• **Exercise goal**: Each line of the material below should be reproduced exactly.
______
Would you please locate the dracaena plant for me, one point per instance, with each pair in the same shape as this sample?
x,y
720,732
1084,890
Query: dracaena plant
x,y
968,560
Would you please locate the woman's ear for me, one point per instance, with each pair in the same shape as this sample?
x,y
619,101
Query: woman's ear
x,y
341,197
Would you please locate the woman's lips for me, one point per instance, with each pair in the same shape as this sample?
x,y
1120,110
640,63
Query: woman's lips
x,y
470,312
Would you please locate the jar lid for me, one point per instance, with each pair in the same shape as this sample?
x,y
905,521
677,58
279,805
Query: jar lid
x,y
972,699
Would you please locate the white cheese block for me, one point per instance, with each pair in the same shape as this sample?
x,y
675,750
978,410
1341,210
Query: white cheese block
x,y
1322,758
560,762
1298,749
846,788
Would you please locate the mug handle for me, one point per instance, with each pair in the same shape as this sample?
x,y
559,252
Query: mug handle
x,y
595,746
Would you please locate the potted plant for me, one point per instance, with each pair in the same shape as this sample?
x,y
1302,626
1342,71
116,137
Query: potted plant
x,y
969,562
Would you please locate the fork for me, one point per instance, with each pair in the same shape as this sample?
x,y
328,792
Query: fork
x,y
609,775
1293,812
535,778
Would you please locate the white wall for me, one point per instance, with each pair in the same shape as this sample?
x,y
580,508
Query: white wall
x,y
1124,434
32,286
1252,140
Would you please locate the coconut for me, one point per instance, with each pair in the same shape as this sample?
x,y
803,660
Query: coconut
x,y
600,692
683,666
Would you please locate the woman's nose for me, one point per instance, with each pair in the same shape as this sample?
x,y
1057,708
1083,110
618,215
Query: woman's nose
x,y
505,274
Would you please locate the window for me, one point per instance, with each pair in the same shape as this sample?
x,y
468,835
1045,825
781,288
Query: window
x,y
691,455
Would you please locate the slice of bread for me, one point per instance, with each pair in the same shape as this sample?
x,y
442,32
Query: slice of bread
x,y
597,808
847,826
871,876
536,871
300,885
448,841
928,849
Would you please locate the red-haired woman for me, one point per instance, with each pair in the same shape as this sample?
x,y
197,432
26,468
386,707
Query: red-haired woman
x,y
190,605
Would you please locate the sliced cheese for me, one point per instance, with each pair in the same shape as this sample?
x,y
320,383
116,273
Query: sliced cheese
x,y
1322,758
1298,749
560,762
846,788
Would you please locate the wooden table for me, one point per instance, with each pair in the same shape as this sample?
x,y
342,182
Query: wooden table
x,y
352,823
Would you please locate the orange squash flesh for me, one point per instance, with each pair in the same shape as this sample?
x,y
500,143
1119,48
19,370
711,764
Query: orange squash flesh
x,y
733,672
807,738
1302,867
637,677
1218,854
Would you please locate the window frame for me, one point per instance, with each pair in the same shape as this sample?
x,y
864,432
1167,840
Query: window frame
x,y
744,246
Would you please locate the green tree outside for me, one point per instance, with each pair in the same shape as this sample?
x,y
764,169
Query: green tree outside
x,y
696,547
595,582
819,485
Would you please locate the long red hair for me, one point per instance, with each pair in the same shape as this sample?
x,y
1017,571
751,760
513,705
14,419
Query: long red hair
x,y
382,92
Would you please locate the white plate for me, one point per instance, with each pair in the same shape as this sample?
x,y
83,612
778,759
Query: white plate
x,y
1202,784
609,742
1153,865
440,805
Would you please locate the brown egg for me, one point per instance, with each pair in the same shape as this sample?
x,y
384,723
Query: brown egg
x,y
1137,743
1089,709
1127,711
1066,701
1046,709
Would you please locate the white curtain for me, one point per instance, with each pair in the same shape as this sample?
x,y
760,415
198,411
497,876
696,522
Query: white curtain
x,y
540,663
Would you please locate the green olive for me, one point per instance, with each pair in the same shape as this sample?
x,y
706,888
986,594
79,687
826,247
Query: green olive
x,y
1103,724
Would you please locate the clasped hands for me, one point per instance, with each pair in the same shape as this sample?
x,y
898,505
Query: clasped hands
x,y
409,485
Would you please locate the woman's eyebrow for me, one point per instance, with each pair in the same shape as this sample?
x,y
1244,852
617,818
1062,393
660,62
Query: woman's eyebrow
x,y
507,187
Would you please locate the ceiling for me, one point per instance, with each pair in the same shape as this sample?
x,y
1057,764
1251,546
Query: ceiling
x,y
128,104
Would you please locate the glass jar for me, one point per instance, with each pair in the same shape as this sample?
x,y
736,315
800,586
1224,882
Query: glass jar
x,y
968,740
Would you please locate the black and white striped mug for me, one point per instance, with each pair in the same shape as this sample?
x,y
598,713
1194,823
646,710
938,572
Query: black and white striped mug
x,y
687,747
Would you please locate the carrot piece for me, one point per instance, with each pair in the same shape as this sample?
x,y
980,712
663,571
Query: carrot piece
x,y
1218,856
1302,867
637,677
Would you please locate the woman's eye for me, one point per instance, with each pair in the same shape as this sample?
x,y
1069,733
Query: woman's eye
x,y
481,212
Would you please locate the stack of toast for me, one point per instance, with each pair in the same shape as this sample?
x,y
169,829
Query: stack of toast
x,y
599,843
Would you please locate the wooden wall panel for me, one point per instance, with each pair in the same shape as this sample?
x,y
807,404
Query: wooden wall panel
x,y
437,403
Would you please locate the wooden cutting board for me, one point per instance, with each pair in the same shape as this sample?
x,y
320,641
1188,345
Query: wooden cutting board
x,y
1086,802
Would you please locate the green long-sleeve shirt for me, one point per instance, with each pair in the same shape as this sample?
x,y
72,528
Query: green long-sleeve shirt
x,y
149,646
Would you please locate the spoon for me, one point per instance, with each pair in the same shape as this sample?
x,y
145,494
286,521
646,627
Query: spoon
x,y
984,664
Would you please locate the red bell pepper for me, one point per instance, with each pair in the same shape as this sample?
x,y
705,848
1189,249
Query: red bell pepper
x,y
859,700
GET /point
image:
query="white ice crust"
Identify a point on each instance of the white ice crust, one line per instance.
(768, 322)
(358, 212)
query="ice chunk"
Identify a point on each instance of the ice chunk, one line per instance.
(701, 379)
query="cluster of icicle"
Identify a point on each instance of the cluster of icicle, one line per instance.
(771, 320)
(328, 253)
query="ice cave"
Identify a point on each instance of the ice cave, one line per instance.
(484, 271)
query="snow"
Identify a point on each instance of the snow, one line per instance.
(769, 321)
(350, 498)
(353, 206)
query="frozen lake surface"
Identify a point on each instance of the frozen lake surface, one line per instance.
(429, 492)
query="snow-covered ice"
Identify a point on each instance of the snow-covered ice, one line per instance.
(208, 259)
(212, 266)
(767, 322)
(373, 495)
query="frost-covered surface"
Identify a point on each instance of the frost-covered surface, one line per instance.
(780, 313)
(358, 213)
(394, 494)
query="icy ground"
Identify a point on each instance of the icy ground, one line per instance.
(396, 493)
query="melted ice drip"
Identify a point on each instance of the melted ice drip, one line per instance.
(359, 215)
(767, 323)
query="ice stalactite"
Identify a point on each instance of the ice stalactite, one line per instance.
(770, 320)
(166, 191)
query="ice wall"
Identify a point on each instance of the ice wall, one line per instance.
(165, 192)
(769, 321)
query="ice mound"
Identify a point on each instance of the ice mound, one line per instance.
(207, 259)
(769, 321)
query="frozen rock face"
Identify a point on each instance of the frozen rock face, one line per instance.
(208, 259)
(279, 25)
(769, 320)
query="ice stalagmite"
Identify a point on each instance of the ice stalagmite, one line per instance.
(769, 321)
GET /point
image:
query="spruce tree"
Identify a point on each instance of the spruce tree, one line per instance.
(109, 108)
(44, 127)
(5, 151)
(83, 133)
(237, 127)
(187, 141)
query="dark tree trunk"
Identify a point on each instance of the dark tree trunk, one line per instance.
______
• **Solution to the problem**:
Would you please locate the dracaena plant for me, one point per instance, with each pair in the same shape as this sample?
x,y
720,732
1084,890
Query: dracaena plant
x,y
968,560
Would you please locate the woman's ear for me, one point per instance, with each pair in the same shape as this sample?
x,y
619,101
Query: woman's ear
x,y
341,197
Would you please locate the woman's lips for me, one point per instance, with each pair in the same shape as this sample?
x,y
1120,110
640,63
Query: woman's lips
x,y
470,312
Would you please locate the jar lid for me, one point per instance, with each pair in the same shape as this sample?
x,y
905,521
677,58
279,805
Query: jar lid
x,y
972,699
Would you please locate the white cheese block for me, one point per instance, with each pair in the same shape as this sample?
x,y
675,750
978,410
1341,210
Query: white cheese block
x,y
1322,758
560,762
1298,749
846,788
Would you please locate the mug handle for me, one point per instance, with each pair in the same shape as this sample?
x,y
559,252
Query: mug handle
x,y
595,746
Would you please locate the potted plant for me, one point per instance, with each pair in the same shape as this sample?
x,y
1302,626
1342,71
116,137
Query: potted plant
x,y
969,562
Would you please locate the fork for me, one point per instance, with each pair in the same shape as this sample?
x,y
328,792
Query: fork
x,y
609,775
1293,812
535,778
Would you please locate the white wall for me, one point per instance, with each pair in the same shape as this sample?
x,y
580,508
Query: white wall
x,y
1124,434
32,286
1252,140
Would you please locate the coconut for me, one point per instance, with each pair in the same shape as this sample?
x,y
803,660
Query: coconut
x,y
600,692
683,666
Would you please locate the woman's nose for me, one point per instance, with each pair in the same shape as this sample?
x,y
1057,708
1083,110
618,215
Query: woman's nose
x,y
505,274
Would you please locate the window for me, one point per instance, with each pair in the same shape as this sample?
x,y
468,835
1045,825
781,288
Query: window
x,y
691,455
Would you please locate the slice of bread for me, one point per instance, with each pair in the same shape as this sample?
x,y
442,32
Query: slice of bread
x,y
597,808
847,826
871,876
536,871
300,885
448,841
928,849
Would you please locate the red-haired woman for me, one point per instance, with each pair in the same shape as this sample?
x,y
197,432
26,468
386,707
Query: red-haired woman
x,y
190,605
Would you please locate the sliced cheese for me, one point per instance, with each pair in the same shape as this sample?
x,y
320,383
116,273
Query: sliced cheese
x,y
1322,758
1298,749
560,762
846,788
Would you please locate the wooden table for me, one point per instance, with each pair in the same shape as this sample?
x,y
342,182
Query: wooden table
x,y
352,823
Would you please locate the orange squash flesh for me, one point per instance, with each pair in the same shape as this sample?
x,y
500,143
1119,48
19,370
711,764
Query: orange squash flesh
x,y
733,672
807,738
1302,867
637,677
1218,854
Would you please locate the window frame for me, one point per instance, with each pair in the same shape as this sample?
x,y
864,432
1167,840
Query: window frame
x,y
744,246
Would you please locate the green tree outside for me, one point per instance, with each pair in the same shape as this sample?
x,y
764,169
Query: green tree outside
x,y
696,547
595,582
819,485
Would you please locate the long red hair for me, one point per instance, with each pair in the same shape as this sample?
x,y
1017,571
751,760
513,705
14,419
Query: long red hair
x,y
382,92
Would you please locate the white plate for me, one point per instance, with each pair in the same shape as this sample?
x,y
83,612
778,759
Query: white plate
x,y
1202,784
609,742
1153,865
440,805
Would you please locate the brown egg for me, one point per instance, with each pair in the same shape as this sample?
x,y
384,723
Query: brown egg
x,y
1137,743
1089,709
1127,711
1066,701
1046,709
Would you please locate the white curtain for me, one point per instance, with each pair in the same shape as this sample?
x,y
760,415
198,411
497,876
696,522
Query: white curtain
x,y
540,663
Would you please locate the green olive for me, one point per instance, with each pair in the same shape as this sample?
x,y
706,888
986,594
79,687
826,247
Query: green olive
x,y
1103,724
Would you please locate the clasped hands for me, one point per instance, with each pair in the same shape as this sample?
x,y
898,505
Query: clasped hands
x,y
409,485
Would you please locate the woman's eyebrow for me, one point per instance, with each pair in the same shape as this sample?
x,y
1244,852
617,818
1062,393
660,62
Query: woman's eyebrow
x,y
507,187
Would you please locate the ceiling for me, one point per instance, with each pair in the same shape as this sample?
x,y
1057,764
1251,546
Query: ceiling
x,y
128,104
Would you please locate the glass jar for me, one point per instance, with each pair in the same shape as this sample?
x,y
736,315
800,586
1224,882
Query: glass jar
x,y
968,740
Would you please locate the black and white striped mug for me, one point per instance, with each pair in the same shape as this sample?
x,y
598,713
1194,823
646,710
938,572
Query: black and white striped mug
x,y
687,747
Would you please locate the carrot piece for me, one point per instance, with each pair in the same shape as this sample?
x,y
980,712
663,571
Query: carrot piece
x,y
1218,856
1302,867
637,677
Would you please locate the woman's eye for me, one point per instance, with each pair in the same shape as this sample?
x,y
1069,733
Query: woman's eye
x,y
481,212
Would you please locate the stack of toast for me, one point per instance, with each pair in the same shape as this sample?
x,y
169,829
Query: stack of toast
x,y
599,843
Would you please locate the wooden wall panel for me, one point per instance, with each pair in the same shape as this sample?
x,y
807,404
Query: wooden wall panel
x,y
437,403
Would you please locate the wooden cutting board for me, one point per instance, with each pair in the same shape as this sample?
x,y
320,641
1188,345
Query: wooden cutting board
x,y
1086,802
Would you please locate the green long-sleeve shirt for me, one point per instance, with each pair in the same shape as this sample?
x,y
72,528
Query: green long-sleeve shirt
x,y
149,646
Would you please locate the spoon for me, one point per instance, with each pair in the same shape as this sample?
x,y
145,494
286,521
646,627
Query: spoon
x,y
984,664
Would you please locate the red bell pepper for me, one point per instance, with each pair in the same shape as this sample?
x,y
705,848
1189,249
Query: red bell pepper
x,y
859,700
GET /point
image:
query="white ice crust"
Identify a point on each instance of the white ice crust, one line per instance.
(768, 322)
(358, 212)
query="ice chunk"
Identify a point on each instance of the ice chunk, one line per instance.
(701, 379)
query="cluster of icicle"
Identify a point on each instance of the cluster of icicle, one line per instance.
(771, 320)
(328, 253)
query="ice cave"
Identify a point on each instance of the ice cave, one line per instance.
(484, 271)
query="snow"
Identify a point on each instance of the snow, one line per instance.
(769, 321)
(350, 498)
(353, 206)
query="frozen lake surface"
Identify a point on each instance of the frozen lake surface, one line per instance.
(429, 492)
query="snow-covered ice"
Identify a point on each instance of the snow-covered ice, one line per instance.
(208, 259)
(212, 266)
(767, 322)
(373, 495)
query="frost-covered surface"
Identify a point on each instance of the frost-covered surface, one line per instance.
(780, 313)
(358, 213)
(394, 494)
query="icy ground"
Identify a point on each instance of the icy ground, one line per instance.
(396, 493)
query="melted ice drip"
Identify a point on each instance of the melted ice drip, one line per instance.
(359, 215)
(767, 323)
query="ice stalactite"
Identify a point on each instance of the ice stalactite, one line per instance.
(770, 320)
(166, 191)
query="ice wall"
Identify a point on each instance of the ice wall, one line per instance.
(165, 192)
(769, 321)
query="ice mound"
Identify a point on each instance of the ice mound, one line per instance.
(207, 259)
(769, 321)
query="frozen rock face"
Identify a point on each instance of the frozen rock face, one line per instance.
(208, 259)
(279, 25)
(769, 320)
query="ice stalagmite"
Identify a point on each instance of the ice stalagmite, one line per instance.
(769, 321)
GET /point
image:
query="spruce tree"
Identify a point on each instance of the spruce tree, one line per instance.
(109, 108)
(44, 127)
(5, 151)
(83, 133)
(237, 127)
(187, 141)
query="dark tree trunk"
Identify a point on each instance of the dark tree trunk, one line per instance.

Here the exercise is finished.